-- READING TEXT start --

I think we've created a monster! Oh well, it's Halloween. What other time could be more appropriate to create one? 

Ophelia


----------



## nhh (Oct 7, 2008)

Ophelia said:


> I think we've created a monster! Oh well, it's Halloween. What other time could be more appropriate to create one?
> 
> Ophelia


I agree - We may have to get a pool together to send a supply across the water.... 

Nicole


----------



## Hollows Eva (Sep 29, 2011)

muzzzzzt hraaaaaave Caaaaandyyyyycooooooorrrnnnzzz *Crawls along floor with arms out*


----------



## notjustaphaze (Sep 18, 2010)

Hollows Eva said:


> muzzzzzt hraaaaaave Caaaaandyyyyycooooooorrrnnnzzz *Crawls along floor with arms out*


lmao..you know...they make candy corn in other holiday colors too...like reindeer corn....


----------



## Hollows Eva (Sep 29, 2011)

SERIOUSLY???? ooohhhhhh!!


----------



## RedThreadDIY (Sep 15, 2011)

I am not a fan of candy corn. blech!


----------



## sookie (Sep 19, 2010)

Here are my pics! I was surprised when I looked out the window and saw a white box on my table.  I was so happy to get the package I ran out and brought it in:








I went to visit my mom and opened it there 

Here are the awesome things my reaper sent! I love ghosts and vampires and that's what they mailed! Love the skull 









This is a view of everything, there was so much stuff!









Is this not the COOLEST thing ever?  I can hardly wait to put it up on Halloween!









Dish for cupcakes 








I love these handmade ghosts!








These are so cool they are wooden ornaments for tree!








A towel, pins and other things!








This tin is so cool. I am going to get some battery votives for it 

I love the kitty pin so much and the flying ghost! I love it ALL! Thank you so very much reaper! I still don't know who you are on the board, I just have your real name and I don't want to post it here, but thank you!!


----------



## Hollows Eva (Sep 29, 2011)

Oh cool things  I love the flying ghost too


----------



## RedThreadDIY (Sep 15, 2011)

I LOVE those ornaments! I got 2 from a friend and he didn't know where they came from. I wonder if they are vintage or not! Those pins/misc items are adorable. I hope everyone comes back to post pictures of their items when they set everything up! That would be so cool!


----------



## davidsdesire (Sep 4, 2011)

imo, candy corn is sooooo nasty but my honey will eat it til he makes himself sick! so I brought him some gummy candy corn from Disney last week....bwahahahahahaha.


----------



## nhh (Oct 7, 2008)

notjustaphaze said:


> lmao..you know...they make candy corn in other holiday colors too...like reindeer corn....


Shhhh don't tell her that.....  

Wow, more awesome gifts everyone is getting!! Yeah!

-- READING TEXT end --

- WRITTEN INSTRUCTION: In the Halloween gift thread, why does sookie thank the reaper without giving the reaper's name?

-- DATASET EXCERPT start --

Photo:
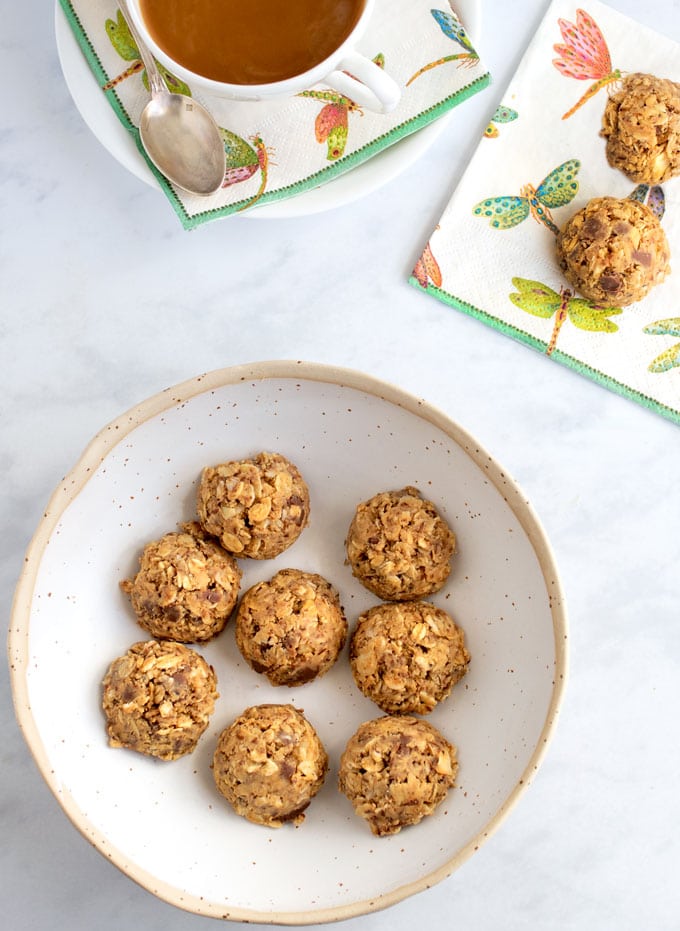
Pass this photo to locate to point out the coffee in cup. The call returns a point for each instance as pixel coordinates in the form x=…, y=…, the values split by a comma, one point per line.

-- DATASET EXCERPT end --

- COMPLETE ANSWER: Sookie still doesn't know who the reaper is on the board and has only the reaper's real name. Sookie doesn't want to post that real name in the thread.